## Problem
Can you output every one of the entries below word for word, changing nothing?

[Records taken from a data source]
>> BEGIN

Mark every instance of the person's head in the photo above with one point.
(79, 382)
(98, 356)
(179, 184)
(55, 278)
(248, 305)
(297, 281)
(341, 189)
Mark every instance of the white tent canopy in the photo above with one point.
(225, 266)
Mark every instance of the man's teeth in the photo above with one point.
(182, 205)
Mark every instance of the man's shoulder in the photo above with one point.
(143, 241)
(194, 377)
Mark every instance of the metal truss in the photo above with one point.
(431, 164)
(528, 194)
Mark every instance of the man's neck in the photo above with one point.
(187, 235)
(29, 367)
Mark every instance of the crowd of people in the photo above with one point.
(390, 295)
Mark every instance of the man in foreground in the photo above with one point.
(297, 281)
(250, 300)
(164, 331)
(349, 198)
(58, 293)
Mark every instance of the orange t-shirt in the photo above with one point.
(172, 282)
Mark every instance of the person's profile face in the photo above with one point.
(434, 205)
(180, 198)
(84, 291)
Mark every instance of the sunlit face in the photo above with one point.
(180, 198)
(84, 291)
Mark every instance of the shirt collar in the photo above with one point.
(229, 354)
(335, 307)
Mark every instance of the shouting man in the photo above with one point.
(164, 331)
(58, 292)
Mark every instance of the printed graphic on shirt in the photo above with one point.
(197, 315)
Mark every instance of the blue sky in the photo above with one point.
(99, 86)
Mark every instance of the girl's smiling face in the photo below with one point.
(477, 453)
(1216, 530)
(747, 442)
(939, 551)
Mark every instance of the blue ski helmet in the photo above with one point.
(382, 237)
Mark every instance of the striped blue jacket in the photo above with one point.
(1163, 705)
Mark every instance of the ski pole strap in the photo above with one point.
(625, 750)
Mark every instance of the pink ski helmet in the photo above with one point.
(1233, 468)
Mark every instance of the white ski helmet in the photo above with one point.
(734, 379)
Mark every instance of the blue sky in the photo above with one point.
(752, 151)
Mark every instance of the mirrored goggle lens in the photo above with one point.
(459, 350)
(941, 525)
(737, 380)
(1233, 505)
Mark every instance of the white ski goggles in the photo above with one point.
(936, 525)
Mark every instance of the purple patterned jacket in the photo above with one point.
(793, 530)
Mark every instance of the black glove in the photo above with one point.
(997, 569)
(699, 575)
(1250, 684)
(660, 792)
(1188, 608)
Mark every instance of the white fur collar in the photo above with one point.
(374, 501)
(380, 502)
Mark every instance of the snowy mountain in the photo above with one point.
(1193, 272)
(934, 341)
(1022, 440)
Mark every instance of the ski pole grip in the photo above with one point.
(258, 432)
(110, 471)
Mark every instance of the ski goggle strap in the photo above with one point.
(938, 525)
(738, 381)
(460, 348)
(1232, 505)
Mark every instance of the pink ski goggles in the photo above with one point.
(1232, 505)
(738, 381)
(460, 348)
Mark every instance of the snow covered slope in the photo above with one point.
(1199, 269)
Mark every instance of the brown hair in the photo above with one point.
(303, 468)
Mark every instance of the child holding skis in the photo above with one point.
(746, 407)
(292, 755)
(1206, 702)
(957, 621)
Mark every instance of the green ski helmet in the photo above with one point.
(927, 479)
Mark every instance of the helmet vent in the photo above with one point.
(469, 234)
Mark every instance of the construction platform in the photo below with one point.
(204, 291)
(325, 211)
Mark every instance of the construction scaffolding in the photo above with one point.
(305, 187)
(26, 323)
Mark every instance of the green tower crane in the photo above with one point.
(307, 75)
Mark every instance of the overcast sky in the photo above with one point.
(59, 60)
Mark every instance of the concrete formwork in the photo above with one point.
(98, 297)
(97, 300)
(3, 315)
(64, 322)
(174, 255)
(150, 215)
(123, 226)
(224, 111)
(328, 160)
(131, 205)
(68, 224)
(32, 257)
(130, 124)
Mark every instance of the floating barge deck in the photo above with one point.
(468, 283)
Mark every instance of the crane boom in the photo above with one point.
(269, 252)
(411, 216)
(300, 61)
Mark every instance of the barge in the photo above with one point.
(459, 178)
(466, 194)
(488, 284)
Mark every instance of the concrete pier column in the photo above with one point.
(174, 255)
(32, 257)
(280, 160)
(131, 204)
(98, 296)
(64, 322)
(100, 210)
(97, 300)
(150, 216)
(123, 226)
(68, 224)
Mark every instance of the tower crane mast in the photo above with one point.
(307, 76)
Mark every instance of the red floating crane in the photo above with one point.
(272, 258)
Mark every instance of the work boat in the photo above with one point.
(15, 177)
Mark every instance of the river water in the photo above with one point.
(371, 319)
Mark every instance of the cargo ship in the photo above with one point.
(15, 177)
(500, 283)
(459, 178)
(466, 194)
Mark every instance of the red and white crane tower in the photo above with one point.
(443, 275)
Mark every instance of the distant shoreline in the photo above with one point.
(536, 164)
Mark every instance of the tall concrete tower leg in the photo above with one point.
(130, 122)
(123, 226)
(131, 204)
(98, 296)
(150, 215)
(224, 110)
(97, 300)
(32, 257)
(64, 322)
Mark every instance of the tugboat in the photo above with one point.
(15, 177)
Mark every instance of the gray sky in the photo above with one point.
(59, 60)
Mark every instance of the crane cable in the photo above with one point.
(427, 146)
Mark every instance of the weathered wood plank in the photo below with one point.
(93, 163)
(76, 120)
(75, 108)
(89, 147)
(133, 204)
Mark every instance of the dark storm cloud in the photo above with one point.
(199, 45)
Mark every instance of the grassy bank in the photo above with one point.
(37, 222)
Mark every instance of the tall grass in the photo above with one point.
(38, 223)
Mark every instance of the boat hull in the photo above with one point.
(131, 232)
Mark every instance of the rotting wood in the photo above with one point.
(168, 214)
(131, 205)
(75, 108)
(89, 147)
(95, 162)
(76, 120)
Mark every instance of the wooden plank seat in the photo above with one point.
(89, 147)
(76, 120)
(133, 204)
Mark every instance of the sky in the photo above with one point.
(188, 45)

>> END

## Solution to the problem
Mark every instance of the person's head in the photo above with one point.
(79, 382)
(98, 356)
(179, 184)
(55, 278)
(248, 305)
(297, 281)
(341, 189)
Mark every instance of the white tent canopy in the photo above with one point.
(225, 266)
Mark every instance of the man's teeth in the photo above with one point.
(182, 205)
Mark every instance of the man's shoulder in the photo above with one point.
(143, 241)
(194, 377)
Mark every instance of the metal truss in the photo above with one point.
(431, 164)
(528, 194)
Mark every instance of the man's neck in the photo above with one point.
(187, 235)
(29, 367)
Mark every instance of the crowd of people in the photo above with one point.
(390, 295)
Mark every instance of the man in foreground in the photo above with one point.
(297, 281)
(250, 300)
(164, 331)
(349, 198)
(58, 293)
Mark every instance of the orange t-shirt in the photo above with one point.
(172, 282)
Mark every instance of the person's profile face in the photo above with one point.
(434, 205)
(180, 198)
(84, 291)
Mark every instance of the sunlit face in the photo above with one point.
(180, 198)
(84, 291)
Mark every instance of the shirt collar in the photo above with one point.
(229, 354)
(335, 307)
Mark every instance of the shouting man in the photo above with one point.
(164, 331)
(58, 292)
Mark every instance of the printed graphic on shirt in the photo above with one point.
(197, 315)
Mark every instance of the blue sky in the photo above with one point.
(99, 86)
Mark every instance of the girl's smiling face in the photo below with one point.
(477, 453)
(1216, 530)
(747, 442)
(939, 551)
Mark every instance of the blue ski helmet in the photo above with one point.
(382, 237)
Mark every instance of the striped blue jacket in the photo above with one point.
(1163, 705)
Mark every instance of the ski pole strap in the photo above with one point.
(625, 750)
Mark every instance of the pink ski helmet in the photo above with one point.
(1233, 468)
Mark every instance of the white ski helmet in the photo above with one point.
(734, 379)
Mark every instance of the blue sky in the photo above with one point.
(752, 151)
Mark every instance of the mirrored goggle lens in the photo above with one point.
(459, 350)
(941, 525)
(737, 380)
(1233, 505)
Mark every instance of the white ski goggles in the photo above with one point.
(936, 525)
Mark every instance of the purple patterned jacket in the photo above with one point.
(793, 530)
Mark every instance of the black glove in the photo above with one point.
(997, 569)
(699, 575)
(1250, 684)
(660, 792)
(1188, 608)
Mark every instance of the white fur collar in the photo above with one point.
(374, 501)
(380, 502)
Mark every instance of the snowy mountain in the photo above with one point.
(1193, 272)
(934, 341)
(1022, 440)
Mark every instance of the ski pole grip in the photo above with one point.
(258, 432)
(110, 471)
Mark every instance of the ski goggle strap in the photo above with one point.
(938, 525)
(738, 381)
(460, 348)
(1232, 505)
Mark every instance of the pink ski goggles in the photo above with one point.
(1232, 505)
(738, 381)
(460, 348)
Mark every instance of the snow covered slope in the photo above with one point.
(1199, 269)
Mark every instance of the brown hair in the photo above with one point.
(303, 468)
Mark every instance of the child holding skis in the photo above with one point.
(746, 407)
(292, 755)
(1206, 702)
(957, 621)
Mark every instance of the green ski helmet in the photo above with one point.
(927, 479)
Mark every instance of the helmet vent in the photo above with one point.
(469, 234)
Mark every instance of the construction platform in the photo below with one point.
(204, 291)
(325, 211)
Mark every instance of the construction scaffolding in the photo above with one point.
(305, 187)
(26, 323)
Mark every instance of the green tower crane in the photo above with one point.
(307, 75)
Mark every instance of the overcast sky in the photo above with one point.
(59, 60)
Mark every instance of the concrete formwork in the photo above with one point.
(98, 297)
(97, 300)
(3, 315)
(64, 322)
(174, 255)
(150, 215)
(123, 226)
(224, 111)
(328, 160)
(131, 205)
(68, 224)
(32, 257)
(130, 124)
Mark every instance of the floating barge deck in the photo above with one point.
(468, 283)
Mark every instance of the crane boom in the photo above with one point.
(269, 252)
(411, 216)
(300, 61)
Mark every instance of the barge in the photo above with one point.
(459, 178)
(466, 194)
(488, 284)
Mark every instance of the concrete pier column in the photo above with one point.
(174, 255)
(32, 257)
(280, 160)
(131, 204)
(98, 296)
(64, 322)
(100, 210)
(97, 300)
(150, 216)
(123, 226)
(68, 224)
Mark every instance of the tower crane mast in the photo above with one point.
(307, 76)
Mark every instance of the red floating crane in the photo above with one point.
(272, 258)
Mark every instance of the work boat in the photo above with one point.
(15, 177)
Mark every instance of the river water in the photo above with one point.
(371, 319)
Mark every instance of the cargo ship in the photo above with one point.
(15, 177)
(500, 283)
(459, 178)
(466, 194)
Mark every instance of the red and white crane tower in the photo above with one point.
(443, 275)
Mark every instance of the distant shoreline in the photo above with one point.
(536, 164)
Mark every instance of the tall concrete tower leg in the photo above with one point.
(130, 122)
(123, 226)
(131, 204)
(98, 296)
(150, 215)
(224, 110)
(97, 300)
(32, 257)
(64, 322)
Mark every instance of the tugboat in the photo above with one point.
(15, 177)
Mark every instance of the gray sky in the photo above with one point.
(59, 60)
Mark every instance of the crane cable in the photo above with one point.
(427, 146)
Mark every instance of the weathered wood plank in the photo below with one point.
(93, 163)
(76, 120)
(75, 108)
(89, 147)
(133, 204)
Mark every instance of the dark storm cloud in the photo above with one point.
(199, 45)
Mark every instance of the grassy bank in the photo above with one point.
(37, 222)
Mark every instance of the tall grass in the photo above with one point.
(38, 223)
Mark every instance of the boat hull in the photo above with one point.
(131, 232)
Mark every instance of the rotting wood in the photo above with one point.
(168, 214)
(131, 205)
(75, 108)
(89, 147)
(95, 162)
(76, 120)
Mark every instance of the wooden plank seat in the photo above with one point.
(89, 147)
(76, 120)
(133, 204)
Mark every instance of the sky in the photo above with one point.
(188, 45)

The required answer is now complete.